◆ PROVIDED TEXT ◆

▶

Ship & Boat International: eNews September/October 2018

LibasWEB

 

A cocktail of LNG and battery power is intended to provide the crucial brew for an innovative, next-gen, diesel engine-free purse seiner. To be built at Turkey’s Cemre Shipyard, with a scheduled delivery date of Q2 2020, the design for the forthcoming Libas was supplied by Norwegian naval architect Salt Ship Design, which has been enjoying much success in the aquaculture sector of late.

 

Libas will be delivered to Liegruppen, a Norway-based, family-run fisheries service provider and fleet operator. The ship will measure 86.1m x 17.8m and feature a deadweight of 4,190tonnes and accommodation for up to 16 persons. MAN Diesel & Turbo will supply the vessel’s single dual-fuel engine and LNG tank (as well as associated tank equipment), while Corvus Energy will equip her with a battery arrangement rated 500kWh in total. Wärtsilä, meanwhile, will provide the ship’s dual-fuel auxiliary engine.

 

The batteries will provide a means of peak-shaving in transit. Egil Sandvik, Salt Ship Design chairman, tells Ship & Boat International: “All peaks in the ship system will be taken by the batteries. A dual-fuel engine can be slower in reaction, and this particular problem for a fishing vessel is taken care of by the batteries.” He adds: “The batteries can be used when the vessel is in harbour mode, but Libas will also feature an LNG boiler that can also be used in harbour to avoid emissions. The batteries can be charged using excess power from the engine when shooting the trawl, or from an onshore connection.”

◀

◆ TASK INPUTS ◆

▶

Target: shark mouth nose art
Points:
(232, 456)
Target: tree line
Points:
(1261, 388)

◀

◆ PROBLEMS AND TASKS ◆
a) Reproduce, word for word, the part of the text on the Libas purse seiner that opens with the words containing "Ship & Boat International: eNews" and closes with "sector of late.".
b) Identify every line in the rows that contains the string "Target", and copy each of those lines.

◆ EXPECTED OUTPUTS ◆
a)
Ship & Boat International: eNews September/October 2018

LibasWEB

 

A cocktail of LNG and battery power is intended to provide the crucial brew for an innovative, next-gen, diesel engine-free purse seiner. To be built at Turkey’s Cemre Shipyard, with a scheduled delivery date of Q2 2020, the design for the forthcoming Libas was supplied by Norwegian naval architect Salt Ship Design, which has been enjoying much success in the aquaculture sector of late.

b)
Target: shark mouth nose art
Target: tree line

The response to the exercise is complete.